[Point placement records]

• • •

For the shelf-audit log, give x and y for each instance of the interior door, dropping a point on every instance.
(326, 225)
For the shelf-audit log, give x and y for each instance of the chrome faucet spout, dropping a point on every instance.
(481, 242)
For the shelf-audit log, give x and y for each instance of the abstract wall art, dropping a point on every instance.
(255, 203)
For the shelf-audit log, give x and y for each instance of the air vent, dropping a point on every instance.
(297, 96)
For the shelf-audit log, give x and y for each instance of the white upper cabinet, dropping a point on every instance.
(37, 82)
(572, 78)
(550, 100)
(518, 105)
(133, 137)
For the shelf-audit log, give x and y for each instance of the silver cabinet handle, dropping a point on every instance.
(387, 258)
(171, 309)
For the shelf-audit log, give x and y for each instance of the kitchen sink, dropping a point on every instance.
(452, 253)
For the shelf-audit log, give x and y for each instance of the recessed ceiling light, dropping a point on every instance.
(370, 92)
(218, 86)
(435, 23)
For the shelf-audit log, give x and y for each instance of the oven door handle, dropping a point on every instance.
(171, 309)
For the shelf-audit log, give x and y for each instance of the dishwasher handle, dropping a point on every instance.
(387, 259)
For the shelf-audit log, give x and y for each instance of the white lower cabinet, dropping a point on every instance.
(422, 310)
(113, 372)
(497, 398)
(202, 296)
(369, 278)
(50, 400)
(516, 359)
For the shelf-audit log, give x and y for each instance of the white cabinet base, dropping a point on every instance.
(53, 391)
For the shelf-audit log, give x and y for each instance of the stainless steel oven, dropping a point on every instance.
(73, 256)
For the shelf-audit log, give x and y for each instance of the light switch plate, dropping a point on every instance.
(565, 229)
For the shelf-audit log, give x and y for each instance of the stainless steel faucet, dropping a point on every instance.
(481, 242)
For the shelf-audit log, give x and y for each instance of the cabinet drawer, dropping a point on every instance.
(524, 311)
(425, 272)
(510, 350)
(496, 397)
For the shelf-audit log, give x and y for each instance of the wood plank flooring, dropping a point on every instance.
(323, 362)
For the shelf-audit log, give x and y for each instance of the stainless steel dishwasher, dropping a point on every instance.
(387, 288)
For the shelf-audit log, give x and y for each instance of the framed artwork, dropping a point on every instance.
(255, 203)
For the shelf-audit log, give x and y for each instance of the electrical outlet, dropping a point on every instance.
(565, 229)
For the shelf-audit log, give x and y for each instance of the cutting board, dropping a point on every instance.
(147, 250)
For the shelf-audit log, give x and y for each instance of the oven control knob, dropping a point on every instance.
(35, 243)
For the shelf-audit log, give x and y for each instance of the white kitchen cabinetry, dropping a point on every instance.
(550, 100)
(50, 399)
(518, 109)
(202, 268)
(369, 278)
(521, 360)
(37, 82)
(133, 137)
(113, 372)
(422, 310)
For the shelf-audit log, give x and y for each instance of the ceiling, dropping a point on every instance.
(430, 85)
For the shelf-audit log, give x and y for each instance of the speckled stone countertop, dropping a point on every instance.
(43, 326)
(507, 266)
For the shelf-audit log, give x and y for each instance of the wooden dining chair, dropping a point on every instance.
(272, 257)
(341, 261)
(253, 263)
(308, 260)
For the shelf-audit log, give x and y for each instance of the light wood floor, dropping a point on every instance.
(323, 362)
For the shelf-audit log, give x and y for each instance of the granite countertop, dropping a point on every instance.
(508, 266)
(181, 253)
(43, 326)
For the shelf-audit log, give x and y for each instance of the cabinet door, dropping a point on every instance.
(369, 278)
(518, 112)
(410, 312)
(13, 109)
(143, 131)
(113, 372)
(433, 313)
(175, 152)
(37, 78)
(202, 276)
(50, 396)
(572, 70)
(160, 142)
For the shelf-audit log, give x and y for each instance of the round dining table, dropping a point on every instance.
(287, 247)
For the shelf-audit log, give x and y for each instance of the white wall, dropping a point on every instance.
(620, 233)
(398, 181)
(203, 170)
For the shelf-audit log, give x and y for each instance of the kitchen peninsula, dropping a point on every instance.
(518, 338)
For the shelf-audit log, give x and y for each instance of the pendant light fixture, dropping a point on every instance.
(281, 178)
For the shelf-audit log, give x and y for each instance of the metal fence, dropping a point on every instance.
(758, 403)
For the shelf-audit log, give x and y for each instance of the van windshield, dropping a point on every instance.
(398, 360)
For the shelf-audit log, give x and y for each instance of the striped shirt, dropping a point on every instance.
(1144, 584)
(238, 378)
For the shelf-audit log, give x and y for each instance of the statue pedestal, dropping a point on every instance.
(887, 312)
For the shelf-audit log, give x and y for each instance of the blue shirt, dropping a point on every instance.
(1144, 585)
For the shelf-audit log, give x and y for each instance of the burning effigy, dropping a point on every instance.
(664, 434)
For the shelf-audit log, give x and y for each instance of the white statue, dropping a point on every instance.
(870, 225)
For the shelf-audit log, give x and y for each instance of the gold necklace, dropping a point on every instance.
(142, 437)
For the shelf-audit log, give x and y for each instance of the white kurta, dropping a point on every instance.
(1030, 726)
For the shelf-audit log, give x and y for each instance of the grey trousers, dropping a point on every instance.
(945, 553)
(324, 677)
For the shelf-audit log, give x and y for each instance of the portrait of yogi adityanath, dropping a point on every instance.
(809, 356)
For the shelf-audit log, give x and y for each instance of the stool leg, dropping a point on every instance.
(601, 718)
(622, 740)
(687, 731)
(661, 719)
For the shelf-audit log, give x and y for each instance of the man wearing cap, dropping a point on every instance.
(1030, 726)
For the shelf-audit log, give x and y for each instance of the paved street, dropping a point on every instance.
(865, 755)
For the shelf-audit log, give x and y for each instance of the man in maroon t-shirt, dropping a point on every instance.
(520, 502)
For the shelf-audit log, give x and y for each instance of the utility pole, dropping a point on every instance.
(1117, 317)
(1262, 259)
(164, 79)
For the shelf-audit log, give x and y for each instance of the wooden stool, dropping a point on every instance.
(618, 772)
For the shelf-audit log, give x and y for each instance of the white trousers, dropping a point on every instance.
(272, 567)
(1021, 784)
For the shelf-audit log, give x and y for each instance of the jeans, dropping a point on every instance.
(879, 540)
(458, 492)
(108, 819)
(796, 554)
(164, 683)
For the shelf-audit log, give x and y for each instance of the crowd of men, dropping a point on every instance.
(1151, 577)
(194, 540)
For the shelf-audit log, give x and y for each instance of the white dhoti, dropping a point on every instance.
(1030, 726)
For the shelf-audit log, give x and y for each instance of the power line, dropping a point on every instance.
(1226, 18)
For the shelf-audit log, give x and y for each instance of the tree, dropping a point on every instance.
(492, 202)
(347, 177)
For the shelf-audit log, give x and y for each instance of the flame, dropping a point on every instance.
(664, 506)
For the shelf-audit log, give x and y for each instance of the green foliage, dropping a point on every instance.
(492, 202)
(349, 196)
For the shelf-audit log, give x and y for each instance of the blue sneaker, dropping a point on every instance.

• • •

Work to do: Output each entry precisely as given.

Written response:
For the shelf-audit log, give x and y for each instance of the interior door, dropping a point on every instance.
(326, 225)
For the shelf-audit log, give x and y for each instance of the chrome faucet spout, dropping a point on every instance.
(481, 242)
For the shelf-audit log, give x and y for each instance of the abstract wall art, dropping a point on every instance.
(255, 203)
For the shelf-audit log, give x and y for each instance of the air vent, dropping a point on every instance.
(297, 96)
For the shelf-audit log, give x and y for each instance of the white upper cabinet, dropping a point on every instance.
(37, 82)
(572, 78)
(550, 100)
(518, 105)
(133, 137)
For the shelf-audit log, give x and y for each instance of the silver cabinet handle, dropping a point on every instance.
(387, 258)
(171, 309)
For the shelf-audit log, give x and y for each instance of the kitchen sink, dropping a point on every instance.
(452, 253)
For the shelf-audit log, give x and y for each instance of the recessed ceiling light, dropping a point on every instance.
(370, 92)
(218, 86)
(435, 23)
For the shelf-audit log, give x and y for each instance of the oven door handle, dropping a point on every instance.
(171, 309)
For the shelf-audit log, give x and y for each instance of the dishwasher handle, dropping a point on every instance.
(387, 259)
For the shelf-audit log, give x and y for each instance of the white lower cabinet, dropping a point on every instance.
(422, 310)
(113, 372)
(497, 398)
(202, 296)
(369, 278)
(50, 400)
(516, 359)
For the shelf-audit log, give x and y for each instance of the white cabinet base, dropping a point on every instance.
(53, 391)
For the shelf-audit log, give x and y for each instance of the stainless steel oven, dropping a point on every instance.
(73, 256)
For the shelf-audit log, give x and y for each instance of the light switch plate, dropping a point on every instance.
(565, 229)
For the shelf-audit log, give x and y for each instance of the stainless steel faucet, dropping a point on every instance.
(481, 242)
For the shelf-audit log, give x and y for each instance of the cabinet drawer, dropping a point on every instance.
(524, 311)
(425, 272)
(510, 350)
(496, 397)
For the shelf-audit log, give x and y for each instance of the wood plank flooring, dropping a point on every instance.
(323, 362)
For the shelf-audit log, give x and y for each instance of the stainless steel dishwasher, dropping a point on every instance.
(387, 288)
For the shelf-audit log, give x and y for each instance of the framed artwork, dropping a point on every instance.
(255, 203)
For the shelf-audit log, give x and y for each instance of the electrical outlet, dropping a point on every instance.
(565, 229)
For the shelf-audit log, give x and y for each instance of the cutting board, dropping a point on every instance.
(147, 250)
For the shelf-audit log, give x and y for each instance of the oven control knob, dropping a point on every instance.
(35, 243)
For the shelf-audit log, give x and y for each instance of the white kitchen cabinetry, dropping a point on every instance.
(550, 100)
(50, 399)
(518, 109)
(202, 268)
(369, 278)
(521, 360)
(37, 82)
(133, 137)
(113, 372)
(422, 310)
For the shelf-audit log, give x and y for each instance of the ceiling, dropping a point on every instance.
(430, 85)
For the shelf-audit log, give x and y for each instance of the speckled stone countertop, dropping a point on every instance.
(43, 326)
(507, 266)
For the shelf-audit log, give x and y for each instance of the wooden dining chair, dropping a point on every instance.
(272, 257)
(341, 261)
(253, 263)
(308, 260)
For the shelf-audit log, give x and y for each instance of the light wood floor, dropping a point on every instance.
(323, 362)
For the shelf-audit log, give x and y for each instance of the granite countertop, dropping a point on every instance.
(508, 266)
(181, 253)
(43, 326)
For the shelf-audit log, give x and y for each instance of the cabinet door, dropping a point on every instance.
(369, 278)
(518, 112)
(410, 312)
(13, 109)
(143, 131)
(113, 372)
(433, 313)
(175, 152)
(37, 78)
(202, 276)
(50, 396)
(572, 70)
(160, 142)
For the shelf-audit log, give x and y for each instance of the round dining table, dropping a point on every instance.
(287, 247)
For the shelf-audit log, give x and y for each instance of the white wall, dropping a point on every instance.
(620, 233)
(398, 181)
(203, 170)
For the shelf-audit log, give x and y for each instance of the kitchen peninsula, dropping a point on every instance.
(518, 338)
For the shelf-audit log, give x and y for each instance of the pendant light fixture, dropping a point on every instance.
(281, 178)
For the shelf-audit log, give x and y for each instance of the metal fence, dropping a point on every instance.
(758, 403)
For the shelf-audit log, give x and y for each instance of the van windshield, dropping a point on every instance.
(398, 360)
For the shelf-audit log, give x and y for each instance of the striped shirt, dropping a point on every instance.
(1144, 584)
(238, 378)
For the shelf-audit log, give x and y for each instance of the statue pedestal, dropping a point on every instance.
(887, 312)
For the shelf-audit log, give x and y for each instance of the blue shirt, dropping a point on every instance.
(1144, 585)
For the shelf-audit log, give x and y for each instance of the burning effigy, dropping a point on every instance.
(664, 434)
For the shelf-audit log, give x and y for each instance of the white statue, dropping a point on every instance.
(870, 225)
For the shelf-audit log, give x and y for each instance of the gold necklace, dropping a point on every instance.
(142, 437)
For the shelf-audit log, give x and y for each instance of the white kurta, dropping a point on every instance.
(1030, 726)
For the shelf-audit log, give x and y for each instance of the grey trousers, dropping a point on every instance.
(945, 553)
(324, 677)
For the shelf-audit log, give x and y for each instance of the portrait of yogi adityanath, dropping a point on every instance.
(809, 356)
For the shelf-audit log, give x and y for each instance of the stool leg, dropping a point on every instance.
(601, 718)
(622, 740)
(687, 731)
(661, 719)
For the shelf-audit log, give x and y for each instance of the man wearing cap, dropping a point on every instance.
(1030, 726)
For the shelf-audit log, give x and y for each instance of the paved street, dropping a point on every instance.
(865, 755)
For the shelf-audit log, give x and y for each instance of the man in maroon t-shirt, dropping a point on every instance.
(520, 502)
For the shelf-audit log, give x and y for each instance of the utility pole, dropping a point on every instance.
(1117, 317)
(1262, 259)
(164, 79)
For the shelf-audit log, give x and y for each instance of the wooden stool, dropping a point on every instance.
(618, 772)
For the shelf-audit log, give x and y for each instance of the white trousers, dropping a point on every instance.
(272, 567)
(1021, 784)
For the shelf-audit log, give x and y for each instance of the jeans, dropping a point on every instance.
(879, 540)
(458, 492)
(108, 819)
(796, 554)
(164, 683)
For the shelf-audit log, give x and y for each instance of the crowd of men, dropping a point on every instance.
(1151, 577)
(194, 540)
For the shelf-audit log, give x and y for each instance of the white dhoti, dropping a point on every instance.
(1030, 726)
For the shelf-audit log, give x and y for each instance of the power line, dropping a point on every instance.
(1226, 18)
For the shelf-audit log, give x and y for each instance of the tree, dropping a point on every instance.
(492, 202)
(347, 177)
For the shelf-audit log, give x and y for each instance of the flame, dropping a point on every instance.
(664, 506)
For the shelf-audit log, give x and y for each instance of the green foliage, dropping a point on every instance.
(492, 202)
(349, 196)
For the shelf-audit log, give x and y for each instance of the blue sneaker, dropping a point on every instance.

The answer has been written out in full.